■ CONSIGNES: Transcrivez à l'identique le passage de l'extrait sur la Révolution et l'occultisme, depuis « Les ruines au » jusqu'à « et les coeurs. » inclus.

----- EXTRAIT DU DOCUMENT -----

Ceux qui ont lu « Pour qu'il règne » de Jean Ousset ne seront pas surpris par le lien mis en lumière par Fedorovski entre les pouvoirs soviétiques et russe et l'occultisme. Ils savent que la Révolution, quels que soient ses masques - libéralisme, socialisme, marxisme, nazisme, a pour inspirateur le Prince de ce monde, ce que l'anarchiste Proudhon résumait avec son sens de la formule : « Satan est le premier révolutionnaire ». Et ce n'est pas son adversaire Karl Marx qui l'aurait contredit: « Avec mépris, je jetterai mon gant à la faœ du monde et je verrai s'écrouler ce pygmée géant...Alors, pareil aux dieux, ivre de victoire, je cheminerai au milieu de ses mines et, donnant à mes paroles la force de l'action, je me sentirai l'égal du créateur» (4). Ce poème - dédié à sa fiancée ( ! )- était tout un programme, que Lénine et ses successeurs se sont appliqués à réaliser.

Les ruines au milieu desquelles Marx rêvait de cheminer, les ruines accumulées par soixante-dix ans de communisme et dix ans de désordre post-communisme ne sont pas seulement matérielles: elles sont aussi, elles sont d'abord dans les esprits et les coeurs.

Alors quel remède pour la Russie ? Et par conséquent, quel remède pour nous ?

----- LISTE DES DONNÉES -----

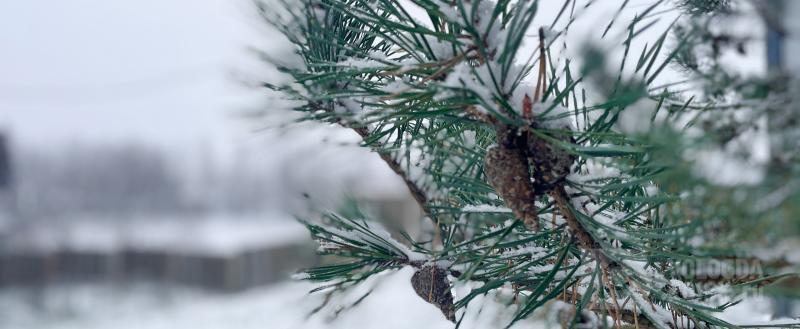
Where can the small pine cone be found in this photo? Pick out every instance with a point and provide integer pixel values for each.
(431, 284)
(550, 164)
(507, 171)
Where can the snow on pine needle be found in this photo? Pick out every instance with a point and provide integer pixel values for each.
(531, 188)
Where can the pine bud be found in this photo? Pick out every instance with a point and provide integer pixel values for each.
(506, 170)
(431, 284)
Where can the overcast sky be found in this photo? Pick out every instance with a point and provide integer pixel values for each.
(150, 70)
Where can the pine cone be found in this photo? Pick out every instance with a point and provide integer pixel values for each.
(506, 169)
(550, 164)
(430, 282)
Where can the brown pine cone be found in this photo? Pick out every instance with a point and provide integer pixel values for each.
(506, 170)
(431, 284)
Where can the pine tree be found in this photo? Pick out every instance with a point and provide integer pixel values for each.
(539, 178)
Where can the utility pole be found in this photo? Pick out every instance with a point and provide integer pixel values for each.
(7, 198)
(781, 40)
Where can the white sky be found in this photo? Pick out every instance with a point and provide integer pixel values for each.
(150, 70)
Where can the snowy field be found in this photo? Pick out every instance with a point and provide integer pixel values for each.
(392, 305)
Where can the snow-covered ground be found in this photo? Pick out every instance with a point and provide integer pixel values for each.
(209, 235)
(392, 305)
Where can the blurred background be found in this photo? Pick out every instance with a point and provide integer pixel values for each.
(144, 181)
(137, 189)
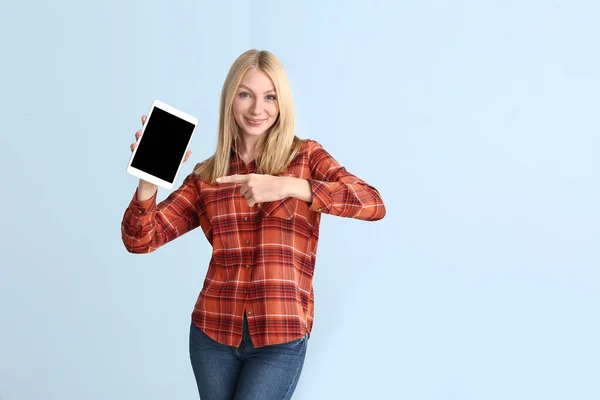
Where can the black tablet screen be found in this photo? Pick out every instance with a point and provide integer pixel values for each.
(163, 144)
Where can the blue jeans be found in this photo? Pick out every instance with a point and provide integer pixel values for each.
(245, 373)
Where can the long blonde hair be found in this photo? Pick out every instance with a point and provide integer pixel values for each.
(279, 145)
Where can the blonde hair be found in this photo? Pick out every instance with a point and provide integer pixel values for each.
(279, 145)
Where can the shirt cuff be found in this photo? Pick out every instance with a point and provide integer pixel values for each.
(141, 208)
(321, 194)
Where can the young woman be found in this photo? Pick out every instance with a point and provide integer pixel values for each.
(259, 201)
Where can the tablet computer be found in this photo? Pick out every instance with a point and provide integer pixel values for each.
(165, 138)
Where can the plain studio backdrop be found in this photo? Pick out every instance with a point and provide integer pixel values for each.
(476, 120)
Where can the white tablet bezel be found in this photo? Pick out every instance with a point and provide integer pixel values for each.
(144, 175)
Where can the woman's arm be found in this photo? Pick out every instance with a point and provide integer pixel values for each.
(146, 226)
(335, 191)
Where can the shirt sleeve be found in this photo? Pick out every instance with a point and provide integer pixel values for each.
(146, 226)
(337, 192)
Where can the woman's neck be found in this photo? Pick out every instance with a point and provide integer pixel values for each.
(247, 147)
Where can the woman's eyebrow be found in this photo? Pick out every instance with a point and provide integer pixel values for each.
(247, 88)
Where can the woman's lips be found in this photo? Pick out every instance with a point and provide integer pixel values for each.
(254, 122)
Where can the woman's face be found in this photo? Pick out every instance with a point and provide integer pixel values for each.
(255, 106)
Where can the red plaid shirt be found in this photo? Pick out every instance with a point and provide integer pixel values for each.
(263, 257)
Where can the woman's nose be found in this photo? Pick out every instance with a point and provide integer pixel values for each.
(256, 106)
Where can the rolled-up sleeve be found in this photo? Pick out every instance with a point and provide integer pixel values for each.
(337, 192)
(146, 225)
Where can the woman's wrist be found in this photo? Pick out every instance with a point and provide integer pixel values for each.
(298, 188)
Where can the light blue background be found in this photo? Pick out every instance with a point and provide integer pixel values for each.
(476, 120)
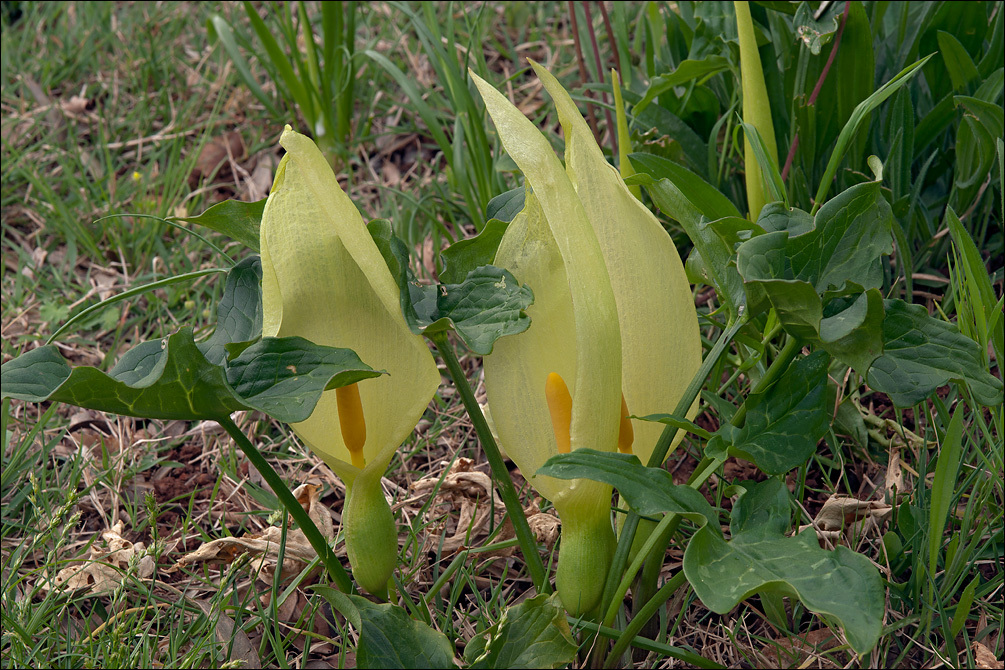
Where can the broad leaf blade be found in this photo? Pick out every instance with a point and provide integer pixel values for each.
(284, 377)
(533, 634)
(389, 638)
(841, 585)
(237, 220)
(239, 313)
(465, 255)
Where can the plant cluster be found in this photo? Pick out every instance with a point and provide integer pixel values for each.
(596, 361)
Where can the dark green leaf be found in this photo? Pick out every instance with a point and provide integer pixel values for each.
(784, 424)
(922, 354)
(774, 186)
(812, 33)
(464, 255)
(840, 585)
(696, 194)
(239, 313)
(686, 71)
(962, 70)
(533, 634)
(506, 205)
(389, 638)
(648, 490)
(167, 379)
(975, 146)
(677, 422)
(237, 220)
(489, 303)
(284, 377)
(171, 379)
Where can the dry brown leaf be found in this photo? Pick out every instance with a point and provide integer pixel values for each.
(985, 659)
(109, 562)
(225, 632)
(802, 651)
(843, 515)
(265, 544)
(216, 153)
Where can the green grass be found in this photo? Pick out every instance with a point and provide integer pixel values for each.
(160, 91)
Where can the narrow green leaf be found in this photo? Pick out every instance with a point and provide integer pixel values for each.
(489, 303)
(389, 638)
(774, 186)
(698, 194)
(238, 315)
(463, 256)
(922, 354)
(677, 422)
(238, 220)
(841, 585)
(784, 424)
(944, 485)
(532, 634)
(962, 70)
(862, 109)
(964, 606)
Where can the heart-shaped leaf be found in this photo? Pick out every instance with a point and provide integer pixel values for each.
(533, 634)
(841, 585)
(389, 638)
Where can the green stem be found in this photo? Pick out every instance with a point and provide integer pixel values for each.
(778, 366)
(643, 616)
(659, 454)
(318, 540)
(508, 491)
(684, 655)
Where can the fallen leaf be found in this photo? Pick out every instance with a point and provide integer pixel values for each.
(265, 544)
(111, 560)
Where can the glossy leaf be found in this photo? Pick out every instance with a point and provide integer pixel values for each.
(389, 638)
(487, 304)
(532, 634)
(465, 255)
(840, 585)
(685, 72)
(648, 490)
(238, 315)
(921, 354)
(784, 424)
(171, 379)
(240, 221)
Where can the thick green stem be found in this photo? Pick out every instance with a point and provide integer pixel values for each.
(757, 108)
(644, 615)
(289, 501)
(778, 366)
(508, 491)
(659, 454)
(684, 655)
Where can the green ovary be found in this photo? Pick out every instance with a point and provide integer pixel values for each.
(371, 535)
(585, 557)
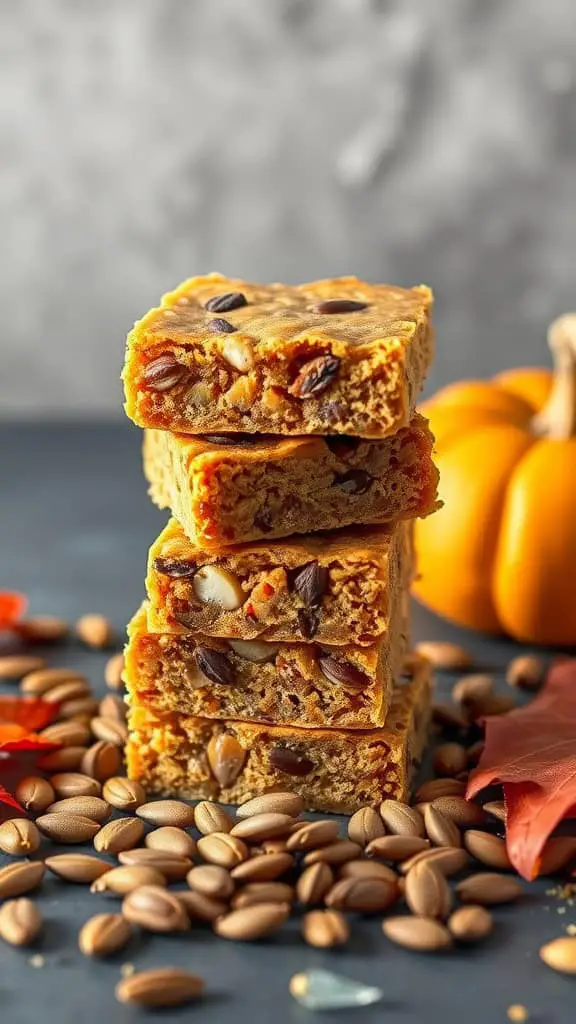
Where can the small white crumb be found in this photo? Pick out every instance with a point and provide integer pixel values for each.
(518, 1013)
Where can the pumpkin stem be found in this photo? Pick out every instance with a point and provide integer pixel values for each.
(558, 419)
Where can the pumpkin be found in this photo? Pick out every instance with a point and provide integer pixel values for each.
(500, 555)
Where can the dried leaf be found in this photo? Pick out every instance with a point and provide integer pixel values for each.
(19, 744)
(12, 607)
(532, 752)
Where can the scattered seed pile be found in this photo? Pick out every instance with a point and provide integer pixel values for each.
(246, 873)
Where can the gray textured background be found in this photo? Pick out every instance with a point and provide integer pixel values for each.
(145, 140)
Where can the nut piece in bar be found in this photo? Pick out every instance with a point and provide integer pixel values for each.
(301, 684)
(335, 588)
(234, 761)
(228, 489)
(336, 356)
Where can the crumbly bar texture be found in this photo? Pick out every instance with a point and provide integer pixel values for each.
(334, 770)
(328, 357)
(335, 588)
(303, 685)
(227, 491)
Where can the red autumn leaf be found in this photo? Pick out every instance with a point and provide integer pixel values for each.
(29, 713)
(12, 607)
(19, 744)
(532, 752)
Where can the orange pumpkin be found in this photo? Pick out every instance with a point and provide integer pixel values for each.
(500, 555)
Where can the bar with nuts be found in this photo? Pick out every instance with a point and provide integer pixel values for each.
(300, 684)
(231, 489)
(335, 356)
(233, 761)
(335, 588)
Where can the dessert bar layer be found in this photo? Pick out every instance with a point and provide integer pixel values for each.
(232, 489)
(304, 685)
(328, 357)
(335, 588)
(334, 770)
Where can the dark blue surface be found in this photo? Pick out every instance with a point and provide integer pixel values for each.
(75, 528)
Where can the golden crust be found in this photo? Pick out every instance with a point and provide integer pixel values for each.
(225, 495)
(338, 770)
(287, 686)
(382, 352)
(362, 572)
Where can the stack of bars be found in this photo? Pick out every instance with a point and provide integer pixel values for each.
(281, 431)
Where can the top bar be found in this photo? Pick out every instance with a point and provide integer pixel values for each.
(335, 356)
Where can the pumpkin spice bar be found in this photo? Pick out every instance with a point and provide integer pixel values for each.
(231, 489)
(335, 588)
(332, 769)
(327, 357)
(300, 684)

-----

■ RÉSULTAT:
Les ruines au milieu desquelles Marx rêvait de cheminer, les ruines accumulées par soixante-dix ans de communisme et dix ans de désordre post-communisme ne sont pas seulement matérielles: elles sont aussi, elles sont d'abord dans les esprits et les coeurs.